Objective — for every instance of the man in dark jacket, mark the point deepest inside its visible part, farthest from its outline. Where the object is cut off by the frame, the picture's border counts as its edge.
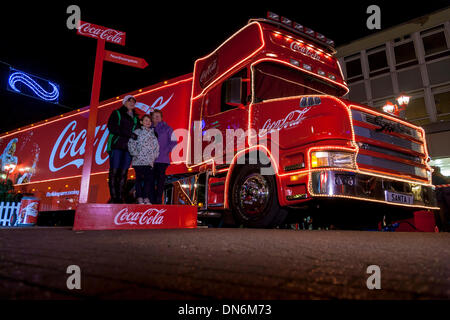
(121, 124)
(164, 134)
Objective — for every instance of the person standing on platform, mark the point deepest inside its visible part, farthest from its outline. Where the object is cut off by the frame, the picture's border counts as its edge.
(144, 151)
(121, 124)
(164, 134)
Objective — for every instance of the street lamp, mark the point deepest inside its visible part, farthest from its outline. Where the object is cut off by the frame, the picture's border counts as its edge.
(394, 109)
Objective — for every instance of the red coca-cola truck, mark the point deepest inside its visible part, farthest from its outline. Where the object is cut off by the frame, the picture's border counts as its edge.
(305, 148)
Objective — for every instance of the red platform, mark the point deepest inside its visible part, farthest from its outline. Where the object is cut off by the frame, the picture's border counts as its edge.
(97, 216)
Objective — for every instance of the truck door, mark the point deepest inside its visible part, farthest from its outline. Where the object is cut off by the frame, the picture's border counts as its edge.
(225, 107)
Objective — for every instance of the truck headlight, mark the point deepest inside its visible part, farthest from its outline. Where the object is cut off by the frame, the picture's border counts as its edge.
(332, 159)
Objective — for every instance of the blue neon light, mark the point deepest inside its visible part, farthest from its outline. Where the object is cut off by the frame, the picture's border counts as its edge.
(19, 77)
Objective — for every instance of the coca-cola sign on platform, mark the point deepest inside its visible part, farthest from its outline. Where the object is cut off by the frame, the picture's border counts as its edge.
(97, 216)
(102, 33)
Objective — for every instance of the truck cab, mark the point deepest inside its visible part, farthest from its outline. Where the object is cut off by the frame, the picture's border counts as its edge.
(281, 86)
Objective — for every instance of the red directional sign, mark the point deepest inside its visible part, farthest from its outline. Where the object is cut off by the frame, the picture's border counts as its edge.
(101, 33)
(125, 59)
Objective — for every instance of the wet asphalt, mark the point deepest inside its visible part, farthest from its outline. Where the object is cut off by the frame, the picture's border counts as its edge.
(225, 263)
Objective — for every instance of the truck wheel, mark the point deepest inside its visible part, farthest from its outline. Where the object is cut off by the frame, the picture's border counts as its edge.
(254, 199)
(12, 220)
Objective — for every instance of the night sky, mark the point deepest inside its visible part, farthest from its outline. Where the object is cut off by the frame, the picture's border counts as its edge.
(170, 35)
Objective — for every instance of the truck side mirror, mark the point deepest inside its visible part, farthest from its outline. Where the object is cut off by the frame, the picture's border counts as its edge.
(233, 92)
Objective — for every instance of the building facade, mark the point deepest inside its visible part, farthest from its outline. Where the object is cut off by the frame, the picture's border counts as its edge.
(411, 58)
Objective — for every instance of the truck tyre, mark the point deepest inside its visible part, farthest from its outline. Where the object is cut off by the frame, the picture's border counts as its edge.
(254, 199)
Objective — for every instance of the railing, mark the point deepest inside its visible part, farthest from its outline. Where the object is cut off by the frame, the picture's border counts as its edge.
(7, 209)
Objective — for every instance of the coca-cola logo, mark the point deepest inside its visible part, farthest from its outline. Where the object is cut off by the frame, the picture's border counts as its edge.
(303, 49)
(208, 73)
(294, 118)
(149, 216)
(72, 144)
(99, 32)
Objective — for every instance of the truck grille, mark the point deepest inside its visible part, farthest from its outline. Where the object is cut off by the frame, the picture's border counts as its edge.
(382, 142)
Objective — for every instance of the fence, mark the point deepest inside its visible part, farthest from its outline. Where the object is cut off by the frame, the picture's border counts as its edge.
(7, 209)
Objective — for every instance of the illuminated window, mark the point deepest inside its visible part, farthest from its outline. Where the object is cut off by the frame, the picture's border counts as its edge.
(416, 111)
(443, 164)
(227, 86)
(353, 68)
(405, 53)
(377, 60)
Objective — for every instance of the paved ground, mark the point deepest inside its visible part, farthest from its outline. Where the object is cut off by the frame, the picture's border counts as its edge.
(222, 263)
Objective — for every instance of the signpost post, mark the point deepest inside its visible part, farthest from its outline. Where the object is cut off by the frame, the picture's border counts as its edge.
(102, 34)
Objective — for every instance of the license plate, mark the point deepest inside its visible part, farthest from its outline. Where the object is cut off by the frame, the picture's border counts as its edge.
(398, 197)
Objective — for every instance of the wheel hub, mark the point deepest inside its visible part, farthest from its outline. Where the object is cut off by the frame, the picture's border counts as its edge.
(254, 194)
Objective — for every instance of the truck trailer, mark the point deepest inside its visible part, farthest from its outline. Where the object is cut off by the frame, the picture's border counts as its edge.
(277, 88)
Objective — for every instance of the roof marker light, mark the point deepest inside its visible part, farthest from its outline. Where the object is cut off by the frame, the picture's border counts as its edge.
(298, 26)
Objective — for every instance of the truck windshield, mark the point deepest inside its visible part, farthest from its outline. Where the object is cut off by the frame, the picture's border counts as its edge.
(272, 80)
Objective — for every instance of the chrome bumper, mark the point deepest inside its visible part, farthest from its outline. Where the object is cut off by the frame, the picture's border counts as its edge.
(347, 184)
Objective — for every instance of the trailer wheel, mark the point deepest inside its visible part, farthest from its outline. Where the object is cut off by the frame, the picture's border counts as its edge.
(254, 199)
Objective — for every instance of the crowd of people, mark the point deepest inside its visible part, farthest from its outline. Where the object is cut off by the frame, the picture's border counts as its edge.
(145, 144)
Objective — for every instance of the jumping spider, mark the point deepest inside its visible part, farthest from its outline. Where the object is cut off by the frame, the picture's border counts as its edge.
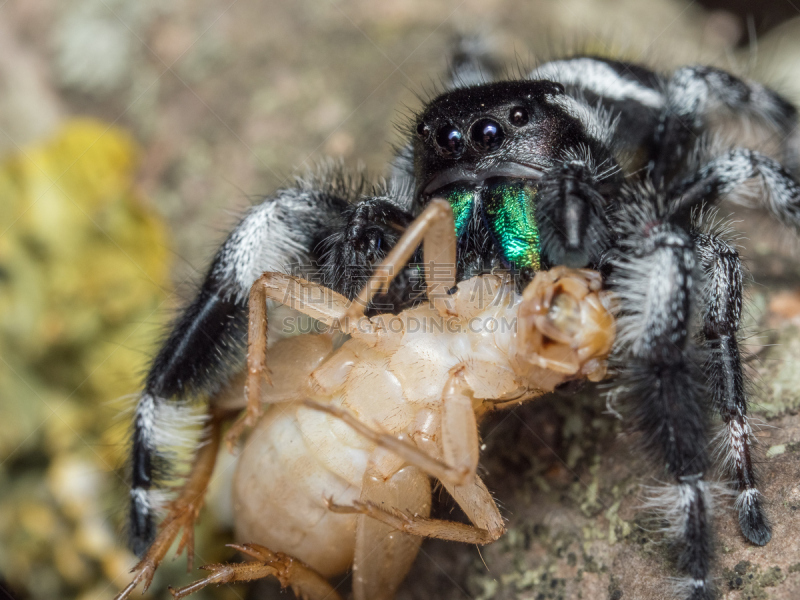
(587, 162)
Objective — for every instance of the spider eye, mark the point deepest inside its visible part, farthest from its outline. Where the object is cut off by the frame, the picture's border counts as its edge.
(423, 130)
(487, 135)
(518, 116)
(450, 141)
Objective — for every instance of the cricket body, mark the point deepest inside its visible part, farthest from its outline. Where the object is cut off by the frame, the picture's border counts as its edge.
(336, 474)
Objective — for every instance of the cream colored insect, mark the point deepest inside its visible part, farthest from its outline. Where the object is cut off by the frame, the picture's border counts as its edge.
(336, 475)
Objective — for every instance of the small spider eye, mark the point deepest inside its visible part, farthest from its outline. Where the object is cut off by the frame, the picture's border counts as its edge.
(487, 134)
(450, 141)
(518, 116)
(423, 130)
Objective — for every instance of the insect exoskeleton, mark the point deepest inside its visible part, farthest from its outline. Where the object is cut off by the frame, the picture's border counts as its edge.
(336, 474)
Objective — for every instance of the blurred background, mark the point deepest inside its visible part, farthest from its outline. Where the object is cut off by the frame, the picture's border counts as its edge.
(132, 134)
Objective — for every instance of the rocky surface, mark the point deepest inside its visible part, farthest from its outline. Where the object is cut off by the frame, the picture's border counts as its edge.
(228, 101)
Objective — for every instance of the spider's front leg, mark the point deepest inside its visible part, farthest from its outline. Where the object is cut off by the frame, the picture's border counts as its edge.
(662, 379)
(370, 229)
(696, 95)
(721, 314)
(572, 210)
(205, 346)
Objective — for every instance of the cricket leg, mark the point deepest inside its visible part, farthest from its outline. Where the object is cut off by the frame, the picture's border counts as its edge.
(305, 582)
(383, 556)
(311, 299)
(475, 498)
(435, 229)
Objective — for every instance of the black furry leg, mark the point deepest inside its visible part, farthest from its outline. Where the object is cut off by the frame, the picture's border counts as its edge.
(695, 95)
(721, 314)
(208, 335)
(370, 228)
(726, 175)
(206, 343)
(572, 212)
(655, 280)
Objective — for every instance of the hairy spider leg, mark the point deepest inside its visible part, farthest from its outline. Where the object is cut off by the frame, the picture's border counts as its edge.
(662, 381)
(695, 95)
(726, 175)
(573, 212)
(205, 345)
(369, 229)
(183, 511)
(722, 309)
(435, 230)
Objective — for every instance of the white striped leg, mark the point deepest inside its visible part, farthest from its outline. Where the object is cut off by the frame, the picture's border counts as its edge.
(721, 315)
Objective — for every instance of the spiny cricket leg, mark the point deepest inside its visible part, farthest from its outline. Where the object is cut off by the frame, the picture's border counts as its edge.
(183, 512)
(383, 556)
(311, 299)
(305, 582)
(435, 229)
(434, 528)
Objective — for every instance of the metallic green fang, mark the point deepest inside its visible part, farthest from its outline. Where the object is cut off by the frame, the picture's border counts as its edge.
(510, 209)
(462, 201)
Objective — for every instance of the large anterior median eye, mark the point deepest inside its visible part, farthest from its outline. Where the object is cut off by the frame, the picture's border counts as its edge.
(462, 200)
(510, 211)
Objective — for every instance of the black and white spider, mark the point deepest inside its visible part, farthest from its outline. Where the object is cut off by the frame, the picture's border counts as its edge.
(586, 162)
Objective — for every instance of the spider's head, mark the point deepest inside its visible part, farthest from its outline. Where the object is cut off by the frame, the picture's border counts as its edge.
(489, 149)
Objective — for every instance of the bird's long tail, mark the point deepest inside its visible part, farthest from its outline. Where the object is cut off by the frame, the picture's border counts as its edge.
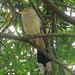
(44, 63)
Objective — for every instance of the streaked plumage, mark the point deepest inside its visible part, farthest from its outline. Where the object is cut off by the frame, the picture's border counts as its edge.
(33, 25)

◇ ◇ ◇ ◇

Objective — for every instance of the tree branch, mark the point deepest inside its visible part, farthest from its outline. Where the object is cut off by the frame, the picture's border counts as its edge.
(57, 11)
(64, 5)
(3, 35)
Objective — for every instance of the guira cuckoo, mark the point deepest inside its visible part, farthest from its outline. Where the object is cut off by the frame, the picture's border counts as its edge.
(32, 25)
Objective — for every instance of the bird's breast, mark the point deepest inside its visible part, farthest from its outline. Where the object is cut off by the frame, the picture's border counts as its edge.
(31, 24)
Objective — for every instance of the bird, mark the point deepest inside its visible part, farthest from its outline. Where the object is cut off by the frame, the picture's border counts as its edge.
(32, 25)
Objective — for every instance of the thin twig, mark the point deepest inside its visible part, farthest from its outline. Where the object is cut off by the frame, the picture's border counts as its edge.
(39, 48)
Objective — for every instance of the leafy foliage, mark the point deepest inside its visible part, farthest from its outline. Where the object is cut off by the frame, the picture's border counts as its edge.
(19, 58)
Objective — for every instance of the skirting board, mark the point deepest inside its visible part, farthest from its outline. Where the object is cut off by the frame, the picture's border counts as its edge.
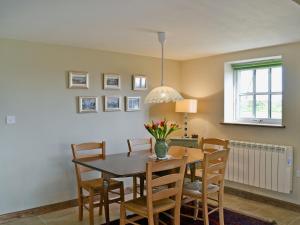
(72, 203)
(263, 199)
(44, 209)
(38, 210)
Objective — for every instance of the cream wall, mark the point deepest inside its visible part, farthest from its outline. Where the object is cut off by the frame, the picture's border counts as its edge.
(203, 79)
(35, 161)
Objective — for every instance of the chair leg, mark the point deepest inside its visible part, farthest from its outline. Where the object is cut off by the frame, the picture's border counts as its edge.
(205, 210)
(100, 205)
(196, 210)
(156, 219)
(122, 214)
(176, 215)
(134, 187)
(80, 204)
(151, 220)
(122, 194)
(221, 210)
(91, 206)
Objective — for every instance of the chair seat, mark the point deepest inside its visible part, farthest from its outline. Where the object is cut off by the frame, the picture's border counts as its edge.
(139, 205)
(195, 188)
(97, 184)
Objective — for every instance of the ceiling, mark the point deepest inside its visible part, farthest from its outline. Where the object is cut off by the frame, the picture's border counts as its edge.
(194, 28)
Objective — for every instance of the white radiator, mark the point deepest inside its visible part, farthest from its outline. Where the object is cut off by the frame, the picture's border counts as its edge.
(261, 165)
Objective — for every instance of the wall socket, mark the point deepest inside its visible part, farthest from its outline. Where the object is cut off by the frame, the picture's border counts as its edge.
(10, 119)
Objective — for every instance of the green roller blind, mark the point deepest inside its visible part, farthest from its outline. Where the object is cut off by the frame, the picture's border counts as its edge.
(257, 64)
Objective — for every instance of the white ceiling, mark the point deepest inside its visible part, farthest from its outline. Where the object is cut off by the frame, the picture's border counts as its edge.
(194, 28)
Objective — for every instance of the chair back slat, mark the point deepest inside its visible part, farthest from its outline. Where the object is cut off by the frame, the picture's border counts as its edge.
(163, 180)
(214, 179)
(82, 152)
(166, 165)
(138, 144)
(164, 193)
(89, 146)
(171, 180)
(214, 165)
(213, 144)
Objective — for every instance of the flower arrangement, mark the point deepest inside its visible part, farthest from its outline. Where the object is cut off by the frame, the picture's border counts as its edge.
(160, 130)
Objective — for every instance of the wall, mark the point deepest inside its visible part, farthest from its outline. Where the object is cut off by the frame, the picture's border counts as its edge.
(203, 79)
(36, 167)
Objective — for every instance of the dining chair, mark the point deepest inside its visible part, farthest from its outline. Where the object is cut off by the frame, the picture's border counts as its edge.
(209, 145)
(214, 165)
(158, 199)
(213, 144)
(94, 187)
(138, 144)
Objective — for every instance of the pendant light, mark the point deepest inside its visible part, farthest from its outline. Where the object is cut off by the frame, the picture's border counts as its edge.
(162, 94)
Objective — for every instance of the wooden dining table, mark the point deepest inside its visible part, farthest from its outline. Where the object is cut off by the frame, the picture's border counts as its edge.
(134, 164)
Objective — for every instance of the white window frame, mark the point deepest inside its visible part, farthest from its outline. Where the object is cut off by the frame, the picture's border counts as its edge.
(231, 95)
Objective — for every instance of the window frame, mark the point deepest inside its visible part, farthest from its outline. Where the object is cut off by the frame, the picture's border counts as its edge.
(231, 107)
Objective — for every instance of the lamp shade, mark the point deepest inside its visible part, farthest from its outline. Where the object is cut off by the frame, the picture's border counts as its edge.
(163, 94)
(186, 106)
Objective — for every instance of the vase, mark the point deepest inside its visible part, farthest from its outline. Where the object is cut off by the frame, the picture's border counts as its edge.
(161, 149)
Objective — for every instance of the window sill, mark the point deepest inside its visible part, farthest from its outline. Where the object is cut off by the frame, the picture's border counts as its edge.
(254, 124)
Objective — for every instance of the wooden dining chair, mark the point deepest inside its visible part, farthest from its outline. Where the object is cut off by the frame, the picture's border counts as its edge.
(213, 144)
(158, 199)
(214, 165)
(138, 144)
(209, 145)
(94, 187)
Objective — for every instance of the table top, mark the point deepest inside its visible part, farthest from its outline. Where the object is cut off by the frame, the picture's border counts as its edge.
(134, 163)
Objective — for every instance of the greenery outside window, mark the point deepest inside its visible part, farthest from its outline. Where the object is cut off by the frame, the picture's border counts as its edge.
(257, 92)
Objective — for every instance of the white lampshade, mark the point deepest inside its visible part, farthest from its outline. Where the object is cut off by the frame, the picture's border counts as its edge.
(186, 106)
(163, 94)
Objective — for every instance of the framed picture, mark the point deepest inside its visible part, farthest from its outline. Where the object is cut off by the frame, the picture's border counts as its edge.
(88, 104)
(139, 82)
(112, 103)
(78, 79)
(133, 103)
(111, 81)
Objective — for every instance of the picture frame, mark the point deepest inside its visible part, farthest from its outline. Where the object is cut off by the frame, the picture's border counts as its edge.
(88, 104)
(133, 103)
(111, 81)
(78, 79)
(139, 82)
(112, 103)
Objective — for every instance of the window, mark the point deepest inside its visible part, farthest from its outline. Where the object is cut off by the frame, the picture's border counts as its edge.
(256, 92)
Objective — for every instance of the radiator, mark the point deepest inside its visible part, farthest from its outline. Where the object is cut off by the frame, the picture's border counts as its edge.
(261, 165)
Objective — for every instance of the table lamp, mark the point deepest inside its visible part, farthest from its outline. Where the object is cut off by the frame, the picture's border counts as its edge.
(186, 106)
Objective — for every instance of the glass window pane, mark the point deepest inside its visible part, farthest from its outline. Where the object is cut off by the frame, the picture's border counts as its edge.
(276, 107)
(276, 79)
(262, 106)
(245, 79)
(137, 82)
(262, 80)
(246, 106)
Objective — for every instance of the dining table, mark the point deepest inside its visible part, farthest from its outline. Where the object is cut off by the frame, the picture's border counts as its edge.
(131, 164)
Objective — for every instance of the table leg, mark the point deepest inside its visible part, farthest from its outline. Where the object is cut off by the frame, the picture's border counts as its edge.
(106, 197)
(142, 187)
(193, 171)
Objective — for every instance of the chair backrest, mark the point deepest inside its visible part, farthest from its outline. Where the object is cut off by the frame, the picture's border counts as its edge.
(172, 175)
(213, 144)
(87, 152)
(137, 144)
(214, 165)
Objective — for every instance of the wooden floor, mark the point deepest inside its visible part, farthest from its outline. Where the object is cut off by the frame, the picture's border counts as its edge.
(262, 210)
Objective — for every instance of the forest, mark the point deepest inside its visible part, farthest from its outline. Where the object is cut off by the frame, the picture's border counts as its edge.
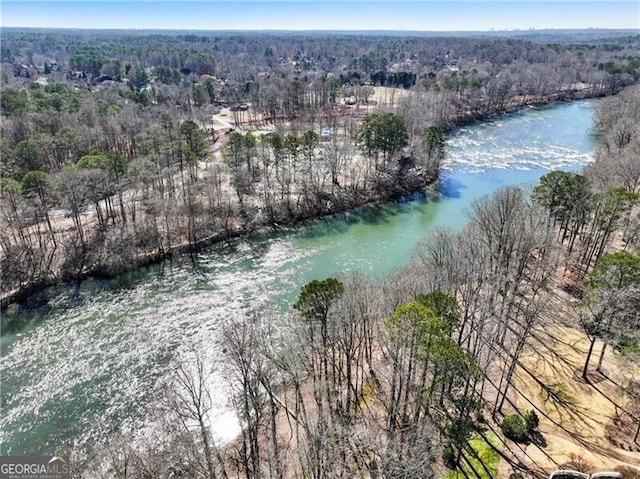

◇ ◇ ◇ ◇

Written task - Which lines in the rows above contain the string "signpost"? List each of those lines in full, counting only matches with the same capitalization.

Answer to this exercise -
Objective — for every instance of the signpost post, mark the point deepest inside its visible part, farthest from its outline. Where the object is cut off by the frame, the picture's border counts as its edge.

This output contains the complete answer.